STATED TASK
Pull out every line of the records below that contains the word "white", matching case exactly.

Data entries
## start
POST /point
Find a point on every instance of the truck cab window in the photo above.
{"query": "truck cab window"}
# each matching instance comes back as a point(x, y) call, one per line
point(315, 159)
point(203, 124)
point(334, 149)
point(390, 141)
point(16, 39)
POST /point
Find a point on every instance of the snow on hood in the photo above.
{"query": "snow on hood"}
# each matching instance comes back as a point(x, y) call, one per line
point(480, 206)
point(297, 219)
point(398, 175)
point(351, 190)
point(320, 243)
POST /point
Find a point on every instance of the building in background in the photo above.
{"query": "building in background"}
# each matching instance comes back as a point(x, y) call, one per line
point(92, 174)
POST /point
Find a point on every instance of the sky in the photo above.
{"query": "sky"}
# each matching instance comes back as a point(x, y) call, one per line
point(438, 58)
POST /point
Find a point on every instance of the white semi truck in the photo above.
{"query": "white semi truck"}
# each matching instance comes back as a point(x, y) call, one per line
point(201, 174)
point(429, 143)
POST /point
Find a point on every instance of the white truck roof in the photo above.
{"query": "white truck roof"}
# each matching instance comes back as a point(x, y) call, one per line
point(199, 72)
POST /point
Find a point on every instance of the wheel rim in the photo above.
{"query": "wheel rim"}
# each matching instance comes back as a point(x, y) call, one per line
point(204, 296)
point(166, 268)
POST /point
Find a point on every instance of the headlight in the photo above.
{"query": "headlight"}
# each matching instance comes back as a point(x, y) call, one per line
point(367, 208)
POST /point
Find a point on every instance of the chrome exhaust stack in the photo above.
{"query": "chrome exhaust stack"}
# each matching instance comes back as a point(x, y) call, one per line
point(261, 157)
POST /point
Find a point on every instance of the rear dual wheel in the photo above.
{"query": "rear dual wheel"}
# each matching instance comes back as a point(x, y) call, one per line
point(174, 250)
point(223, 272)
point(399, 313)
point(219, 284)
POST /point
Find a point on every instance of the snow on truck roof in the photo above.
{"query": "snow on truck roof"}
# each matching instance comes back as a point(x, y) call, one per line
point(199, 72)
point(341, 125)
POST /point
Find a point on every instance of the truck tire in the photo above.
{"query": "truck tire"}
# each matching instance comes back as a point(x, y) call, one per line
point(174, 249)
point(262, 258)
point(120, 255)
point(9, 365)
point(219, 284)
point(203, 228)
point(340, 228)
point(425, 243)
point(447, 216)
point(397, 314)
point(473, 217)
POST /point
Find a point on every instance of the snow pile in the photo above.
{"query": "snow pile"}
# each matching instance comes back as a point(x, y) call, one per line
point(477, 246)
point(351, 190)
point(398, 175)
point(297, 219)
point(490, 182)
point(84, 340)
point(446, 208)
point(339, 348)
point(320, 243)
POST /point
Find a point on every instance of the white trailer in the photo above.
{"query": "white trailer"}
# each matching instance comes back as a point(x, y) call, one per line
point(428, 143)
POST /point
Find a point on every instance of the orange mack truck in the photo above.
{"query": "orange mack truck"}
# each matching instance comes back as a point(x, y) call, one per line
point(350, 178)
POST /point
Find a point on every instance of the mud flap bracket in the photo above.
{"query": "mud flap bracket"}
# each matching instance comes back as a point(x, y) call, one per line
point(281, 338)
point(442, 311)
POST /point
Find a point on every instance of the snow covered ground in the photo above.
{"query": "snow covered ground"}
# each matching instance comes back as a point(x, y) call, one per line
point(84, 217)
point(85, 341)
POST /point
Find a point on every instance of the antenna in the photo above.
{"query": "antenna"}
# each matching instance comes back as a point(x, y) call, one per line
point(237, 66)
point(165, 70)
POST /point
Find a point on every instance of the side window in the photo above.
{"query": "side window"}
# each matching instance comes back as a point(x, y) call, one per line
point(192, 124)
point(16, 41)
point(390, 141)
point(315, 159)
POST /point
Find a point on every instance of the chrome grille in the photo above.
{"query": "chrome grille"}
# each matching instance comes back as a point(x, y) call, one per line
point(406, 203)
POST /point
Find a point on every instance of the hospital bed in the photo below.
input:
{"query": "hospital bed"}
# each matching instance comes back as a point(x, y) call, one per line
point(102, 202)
## end
ANSWER TO THE TASK
Find a point on every instance of the white semi truck in the photo above.
{"query": "white semi truck"}
Find a point on every instance of the white truck roof in the photo above.
{"query": "white truck roof"}
Find a point on every instance of the white trailer in the photo above.
{"query": "white trailer"}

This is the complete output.